THE EXERCISE – Render every line of the records from the line containing "Find the fluted column in this photo." through the final line, inclusive, as a JSON list of strings with one string per line and blank lines omitted.

EXERCISE MATERIAL –
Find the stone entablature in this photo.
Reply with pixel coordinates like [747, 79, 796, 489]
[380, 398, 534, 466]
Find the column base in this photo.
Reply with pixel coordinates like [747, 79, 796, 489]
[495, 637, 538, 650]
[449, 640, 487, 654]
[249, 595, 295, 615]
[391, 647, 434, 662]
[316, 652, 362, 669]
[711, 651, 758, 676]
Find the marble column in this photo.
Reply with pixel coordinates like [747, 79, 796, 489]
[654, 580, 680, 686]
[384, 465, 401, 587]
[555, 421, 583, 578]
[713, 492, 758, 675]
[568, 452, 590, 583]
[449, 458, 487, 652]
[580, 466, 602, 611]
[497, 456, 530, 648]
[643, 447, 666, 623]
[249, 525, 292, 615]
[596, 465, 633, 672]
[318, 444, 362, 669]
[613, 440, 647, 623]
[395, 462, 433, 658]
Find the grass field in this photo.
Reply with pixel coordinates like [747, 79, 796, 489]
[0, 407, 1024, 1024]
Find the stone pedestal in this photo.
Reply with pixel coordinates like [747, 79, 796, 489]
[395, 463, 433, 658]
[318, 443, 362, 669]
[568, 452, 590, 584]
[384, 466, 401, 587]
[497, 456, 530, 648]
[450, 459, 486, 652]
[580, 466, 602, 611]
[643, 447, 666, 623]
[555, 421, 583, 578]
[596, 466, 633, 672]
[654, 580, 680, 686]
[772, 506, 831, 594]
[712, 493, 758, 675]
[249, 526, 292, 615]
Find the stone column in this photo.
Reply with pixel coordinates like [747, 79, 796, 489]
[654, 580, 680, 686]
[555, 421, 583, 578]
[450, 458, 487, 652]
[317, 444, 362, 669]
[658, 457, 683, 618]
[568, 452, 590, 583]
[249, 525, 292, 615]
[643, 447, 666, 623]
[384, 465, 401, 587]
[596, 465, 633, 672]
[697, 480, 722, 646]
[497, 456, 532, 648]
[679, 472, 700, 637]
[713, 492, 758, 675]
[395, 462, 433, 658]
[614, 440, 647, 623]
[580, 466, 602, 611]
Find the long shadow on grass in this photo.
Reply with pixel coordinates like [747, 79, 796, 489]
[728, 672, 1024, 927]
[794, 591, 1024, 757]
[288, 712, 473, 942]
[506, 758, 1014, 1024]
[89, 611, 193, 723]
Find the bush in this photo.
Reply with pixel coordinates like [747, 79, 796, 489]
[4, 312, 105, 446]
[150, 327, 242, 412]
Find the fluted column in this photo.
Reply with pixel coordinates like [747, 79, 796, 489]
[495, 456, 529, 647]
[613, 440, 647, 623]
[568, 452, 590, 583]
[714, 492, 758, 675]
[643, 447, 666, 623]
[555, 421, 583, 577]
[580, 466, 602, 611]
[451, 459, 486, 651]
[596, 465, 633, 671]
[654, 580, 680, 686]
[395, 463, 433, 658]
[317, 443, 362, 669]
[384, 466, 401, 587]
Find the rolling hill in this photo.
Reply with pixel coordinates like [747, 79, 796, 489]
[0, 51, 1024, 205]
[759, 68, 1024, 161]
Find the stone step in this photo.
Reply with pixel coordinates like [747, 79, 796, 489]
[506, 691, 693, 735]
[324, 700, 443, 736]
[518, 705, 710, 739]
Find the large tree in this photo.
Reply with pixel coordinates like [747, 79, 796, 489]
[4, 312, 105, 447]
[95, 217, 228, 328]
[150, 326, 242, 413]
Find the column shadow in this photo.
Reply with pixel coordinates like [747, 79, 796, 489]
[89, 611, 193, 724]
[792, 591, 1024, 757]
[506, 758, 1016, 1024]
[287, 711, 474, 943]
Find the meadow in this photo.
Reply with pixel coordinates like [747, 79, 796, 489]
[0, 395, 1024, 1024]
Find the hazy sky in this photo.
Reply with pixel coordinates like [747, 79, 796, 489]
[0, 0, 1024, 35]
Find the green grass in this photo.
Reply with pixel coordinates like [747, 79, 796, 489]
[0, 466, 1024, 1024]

SOLUTION –
[
  "Find the fluted column in this photo.",
  "Reply with pixel coordinates like [747, 79, 796, 489]",
  "[495, 456, 529, 647]",
  "[613, 440, 647, 623]",
  "[568, 452, 590, 583]",
  "[714, 492, 758, 675]",
  "[643, 447, 666, 623]",
  "[555, 421, 583, 577]",
  "[580, 466, 602, 611]",
  "[451, 459, 486, 651]",
  "[596, 465, 633, 671]",
  "[654, 580, 680, 686]",
  "[395, 463, 433, 658]",
  "[317, 443, 362, 669]",
  "[384, 466, 401, 587]",
  "Find the rolling hill in this photo.",
  "Reply with pixel coordinates like [747, 79, 796, 489]",
  "[0, 51, 1024, 205]",
  "[759, 68, 1024, 161]",
  "Find the stone step in this photo.",
  "Reply with pixel coordinates like [747, 79, 796, 489]",
  "[506, 691, 693, 735]",
  "[324, 700, 443, 736]",
  "[518, 705, 710, 739]",
  "Find the large tree in this photo.",
  "Reply with pixel coordinates like [747, 79, 796, 489]",
  "[4, 312, 105, 447]",
  "[95, 217, 228, 328]",
  "[150, 326, 242, 413]",
  "Find the column shadow in this photo.",
  "Reply with pixel coordinates like [747, 79, 796, 489]",
  "[89, 611, 193, 724]",
  "[792, 591, 1024, 757]",
  "[506, 758, 1016, 1024]",
  "[287, 711, 474, 943]",
  "Find the meadow in this photo.",
  "Reply with pixel coordinates like [747, 79, 796, 489]",
  "[0, 395, 1024, 1024]",
  "Find the hazy sky in this photo.",
  "Reply with pixel coordinates like [747, 79, 796, 489]",
  "[0, 0, 1024, 35]",
  "Find the green grass in this photo.",
  "Reply with pixel coordinates like [747, 79, 796, 489]",
  "[0, 466, 1024, 1024]"
]